=== Task description ===
Copy out each line of the rows below that contains the word "shower".

:: Source material

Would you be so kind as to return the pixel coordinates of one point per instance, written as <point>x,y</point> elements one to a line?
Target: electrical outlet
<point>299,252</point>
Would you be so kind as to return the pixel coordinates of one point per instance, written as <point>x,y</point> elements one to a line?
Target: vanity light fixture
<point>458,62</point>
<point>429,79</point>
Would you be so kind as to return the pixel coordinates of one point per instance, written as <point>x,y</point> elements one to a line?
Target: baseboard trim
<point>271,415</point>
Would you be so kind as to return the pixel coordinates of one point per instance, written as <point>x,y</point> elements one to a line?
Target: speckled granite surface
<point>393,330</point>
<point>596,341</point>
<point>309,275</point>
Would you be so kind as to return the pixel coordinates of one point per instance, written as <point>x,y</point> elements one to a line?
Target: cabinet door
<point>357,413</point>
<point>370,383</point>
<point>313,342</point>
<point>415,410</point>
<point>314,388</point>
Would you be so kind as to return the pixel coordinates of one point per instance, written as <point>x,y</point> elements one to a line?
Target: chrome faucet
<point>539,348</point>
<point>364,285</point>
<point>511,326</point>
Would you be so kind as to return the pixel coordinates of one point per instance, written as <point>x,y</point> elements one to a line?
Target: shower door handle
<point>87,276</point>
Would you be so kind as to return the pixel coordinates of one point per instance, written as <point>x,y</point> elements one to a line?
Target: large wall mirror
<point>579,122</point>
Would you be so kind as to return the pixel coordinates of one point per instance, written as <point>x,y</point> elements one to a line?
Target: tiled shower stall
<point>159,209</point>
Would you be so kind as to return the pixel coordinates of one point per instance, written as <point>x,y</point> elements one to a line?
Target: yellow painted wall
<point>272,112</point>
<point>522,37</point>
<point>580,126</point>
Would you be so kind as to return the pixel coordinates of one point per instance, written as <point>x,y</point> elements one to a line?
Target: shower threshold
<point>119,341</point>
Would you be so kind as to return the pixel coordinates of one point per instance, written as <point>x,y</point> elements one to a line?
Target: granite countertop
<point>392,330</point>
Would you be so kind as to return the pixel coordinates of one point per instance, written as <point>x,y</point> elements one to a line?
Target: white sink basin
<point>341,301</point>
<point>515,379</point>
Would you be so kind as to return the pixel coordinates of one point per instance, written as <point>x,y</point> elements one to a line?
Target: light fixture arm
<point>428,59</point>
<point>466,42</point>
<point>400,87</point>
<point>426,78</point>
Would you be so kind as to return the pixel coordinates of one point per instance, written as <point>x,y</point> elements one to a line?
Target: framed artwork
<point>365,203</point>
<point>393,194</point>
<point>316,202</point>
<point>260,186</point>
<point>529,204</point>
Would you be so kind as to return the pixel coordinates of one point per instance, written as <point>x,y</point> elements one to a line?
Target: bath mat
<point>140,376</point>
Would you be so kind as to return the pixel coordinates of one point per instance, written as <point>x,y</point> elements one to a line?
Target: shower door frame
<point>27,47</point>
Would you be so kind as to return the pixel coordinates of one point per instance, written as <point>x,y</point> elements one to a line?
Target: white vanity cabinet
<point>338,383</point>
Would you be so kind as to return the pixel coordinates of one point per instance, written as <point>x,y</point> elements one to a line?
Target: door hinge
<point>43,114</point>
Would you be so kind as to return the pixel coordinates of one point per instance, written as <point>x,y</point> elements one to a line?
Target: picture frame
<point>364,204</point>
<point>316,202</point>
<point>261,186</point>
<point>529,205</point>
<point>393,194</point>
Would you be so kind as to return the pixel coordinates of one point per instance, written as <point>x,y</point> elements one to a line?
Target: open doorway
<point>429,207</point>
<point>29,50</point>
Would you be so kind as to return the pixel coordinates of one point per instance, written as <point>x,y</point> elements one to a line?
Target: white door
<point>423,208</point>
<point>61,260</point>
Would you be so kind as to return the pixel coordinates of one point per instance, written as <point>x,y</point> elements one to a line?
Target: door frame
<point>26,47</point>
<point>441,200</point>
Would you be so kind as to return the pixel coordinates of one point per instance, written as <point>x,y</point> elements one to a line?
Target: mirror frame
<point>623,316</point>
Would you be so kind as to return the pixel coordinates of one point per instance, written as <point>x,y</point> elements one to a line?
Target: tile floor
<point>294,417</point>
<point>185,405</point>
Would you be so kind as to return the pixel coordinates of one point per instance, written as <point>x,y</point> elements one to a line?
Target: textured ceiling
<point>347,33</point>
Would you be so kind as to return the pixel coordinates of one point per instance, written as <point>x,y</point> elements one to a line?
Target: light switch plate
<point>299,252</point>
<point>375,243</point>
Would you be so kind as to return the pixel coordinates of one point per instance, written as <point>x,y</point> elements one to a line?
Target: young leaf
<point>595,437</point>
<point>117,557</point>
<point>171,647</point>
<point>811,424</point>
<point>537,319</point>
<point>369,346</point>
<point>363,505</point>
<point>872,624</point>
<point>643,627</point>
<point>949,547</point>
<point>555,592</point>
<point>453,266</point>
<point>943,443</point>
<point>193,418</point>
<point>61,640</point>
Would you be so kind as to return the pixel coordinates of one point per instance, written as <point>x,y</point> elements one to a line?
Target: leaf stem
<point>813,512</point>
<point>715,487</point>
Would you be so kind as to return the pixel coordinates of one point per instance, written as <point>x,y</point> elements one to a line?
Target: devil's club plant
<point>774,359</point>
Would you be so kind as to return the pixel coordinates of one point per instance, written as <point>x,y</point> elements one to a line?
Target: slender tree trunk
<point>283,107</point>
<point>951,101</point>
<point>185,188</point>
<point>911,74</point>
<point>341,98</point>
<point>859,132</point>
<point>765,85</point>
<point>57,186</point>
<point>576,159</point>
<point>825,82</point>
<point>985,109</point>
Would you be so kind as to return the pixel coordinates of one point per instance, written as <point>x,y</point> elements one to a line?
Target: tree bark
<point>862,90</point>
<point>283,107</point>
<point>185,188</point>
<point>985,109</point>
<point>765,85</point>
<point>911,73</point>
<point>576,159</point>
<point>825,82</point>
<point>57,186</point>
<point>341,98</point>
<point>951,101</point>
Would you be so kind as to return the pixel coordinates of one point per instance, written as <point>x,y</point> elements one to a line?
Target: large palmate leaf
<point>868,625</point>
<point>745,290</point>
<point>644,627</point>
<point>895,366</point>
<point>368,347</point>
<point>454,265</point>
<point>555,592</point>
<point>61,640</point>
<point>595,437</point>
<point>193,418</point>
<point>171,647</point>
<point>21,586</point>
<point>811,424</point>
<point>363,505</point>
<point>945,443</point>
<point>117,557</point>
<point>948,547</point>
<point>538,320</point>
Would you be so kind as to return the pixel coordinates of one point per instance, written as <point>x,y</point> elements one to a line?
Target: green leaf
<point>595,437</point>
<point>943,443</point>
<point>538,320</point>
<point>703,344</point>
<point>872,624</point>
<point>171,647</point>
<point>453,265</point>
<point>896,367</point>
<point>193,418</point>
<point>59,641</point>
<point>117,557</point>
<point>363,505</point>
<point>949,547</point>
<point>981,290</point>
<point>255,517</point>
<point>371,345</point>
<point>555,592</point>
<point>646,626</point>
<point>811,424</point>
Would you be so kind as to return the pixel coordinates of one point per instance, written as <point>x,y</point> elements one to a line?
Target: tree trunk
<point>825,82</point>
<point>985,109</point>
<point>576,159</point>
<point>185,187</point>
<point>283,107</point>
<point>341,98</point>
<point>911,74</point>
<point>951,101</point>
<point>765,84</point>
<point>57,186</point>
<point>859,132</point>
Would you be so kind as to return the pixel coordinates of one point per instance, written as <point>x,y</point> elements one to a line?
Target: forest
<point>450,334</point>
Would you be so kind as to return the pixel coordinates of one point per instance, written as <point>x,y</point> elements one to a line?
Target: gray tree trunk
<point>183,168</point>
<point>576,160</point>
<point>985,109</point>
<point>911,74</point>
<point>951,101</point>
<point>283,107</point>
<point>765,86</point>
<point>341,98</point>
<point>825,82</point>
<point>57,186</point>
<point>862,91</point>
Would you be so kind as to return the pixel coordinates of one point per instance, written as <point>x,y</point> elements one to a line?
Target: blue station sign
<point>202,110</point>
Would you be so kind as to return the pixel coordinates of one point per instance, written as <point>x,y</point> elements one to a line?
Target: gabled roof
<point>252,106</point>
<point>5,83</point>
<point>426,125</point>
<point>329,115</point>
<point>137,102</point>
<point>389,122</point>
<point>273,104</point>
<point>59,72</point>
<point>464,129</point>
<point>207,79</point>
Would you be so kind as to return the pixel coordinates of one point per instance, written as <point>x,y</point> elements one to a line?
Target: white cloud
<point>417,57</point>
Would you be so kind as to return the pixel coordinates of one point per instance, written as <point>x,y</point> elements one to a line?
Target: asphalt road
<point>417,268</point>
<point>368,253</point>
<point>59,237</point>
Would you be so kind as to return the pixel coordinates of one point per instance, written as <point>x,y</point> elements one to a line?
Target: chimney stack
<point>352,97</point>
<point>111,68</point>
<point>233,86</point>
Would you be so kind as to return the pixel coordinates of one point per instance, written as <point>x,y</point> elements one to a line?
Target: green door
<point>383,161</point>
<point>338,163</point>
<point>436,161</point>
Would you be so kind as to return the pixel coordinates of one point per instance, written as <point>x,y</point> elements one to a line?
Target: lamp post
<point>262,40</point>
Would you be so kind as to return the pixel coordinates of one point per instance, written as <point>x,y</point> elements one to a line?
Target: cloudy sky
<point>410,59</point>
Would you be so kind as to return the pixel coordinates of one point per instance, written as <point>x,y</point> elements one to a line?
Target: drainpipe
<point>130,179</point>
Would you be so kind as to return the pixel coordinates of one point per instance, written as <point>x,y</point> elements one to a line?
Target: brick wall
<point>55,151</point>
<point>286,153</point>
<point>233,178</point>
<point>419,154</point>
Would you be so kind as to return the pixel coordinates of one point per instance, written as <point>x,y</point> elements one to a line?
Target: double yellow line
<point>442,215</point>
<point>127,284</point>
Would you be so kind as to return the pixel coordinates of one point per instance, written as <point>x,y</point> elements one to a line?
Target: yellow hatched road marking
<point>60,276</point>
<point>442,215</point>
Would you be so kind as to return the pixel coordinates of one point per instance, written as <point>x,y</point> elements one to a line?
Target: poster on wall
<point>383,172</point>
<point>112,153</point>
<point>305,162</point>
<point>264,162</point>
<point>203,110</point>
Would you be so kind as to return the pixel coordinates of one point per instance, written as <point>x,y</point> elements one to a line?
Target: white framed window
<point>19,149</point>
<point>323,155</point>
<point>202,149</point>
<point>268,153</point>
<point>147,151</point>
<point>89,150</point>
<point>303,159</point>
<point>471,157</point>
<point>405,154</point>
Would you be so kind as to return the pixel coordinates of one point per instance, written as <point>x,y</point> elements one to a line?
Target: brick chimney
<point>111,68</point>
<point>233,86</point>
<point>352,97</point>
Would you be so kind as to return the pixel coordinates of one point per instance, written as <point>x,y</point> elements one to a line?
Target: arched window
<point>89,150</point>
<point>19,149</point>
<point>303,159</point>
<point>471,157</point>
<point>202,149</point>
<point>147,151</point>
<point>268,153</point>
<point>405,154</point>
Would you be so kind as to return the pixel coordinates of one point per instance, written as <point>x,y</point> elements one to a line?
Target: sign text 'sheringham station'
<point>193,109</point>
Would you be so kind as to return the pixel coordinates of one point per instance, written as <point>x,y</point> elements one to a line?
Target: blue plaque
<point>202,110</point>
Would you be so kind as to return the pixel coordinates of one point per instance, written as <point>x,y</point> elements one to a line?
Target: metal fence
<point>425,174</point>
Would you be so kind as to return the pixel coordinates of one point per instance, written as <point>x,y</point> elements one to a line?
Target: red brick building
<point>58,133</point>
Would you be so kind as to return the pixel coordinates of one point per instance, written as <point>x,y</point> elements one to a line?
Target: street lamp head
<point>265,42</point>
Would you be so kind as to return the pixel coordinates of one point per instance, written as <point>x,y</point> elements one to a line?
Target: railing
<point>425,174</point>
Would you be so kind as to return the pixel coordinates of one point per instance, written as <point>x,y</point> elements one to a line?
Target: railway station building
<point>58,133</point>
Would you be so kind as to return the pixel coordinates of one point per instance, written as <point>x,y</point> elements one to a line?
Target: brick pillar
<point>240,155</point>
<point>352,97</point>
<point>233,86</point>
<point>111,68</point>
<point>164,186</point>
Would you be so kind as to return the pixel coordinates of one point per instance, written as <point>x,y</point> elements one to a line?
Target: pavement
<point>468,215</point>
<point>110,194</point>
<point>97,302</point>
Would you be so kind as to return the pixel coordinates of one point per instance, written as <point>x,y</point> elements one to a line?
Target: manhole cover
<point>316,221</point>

::::

=== Result ===
Target: shower door handle
Target: tiled shower stall
Target: shower threshold
Target: shower door frame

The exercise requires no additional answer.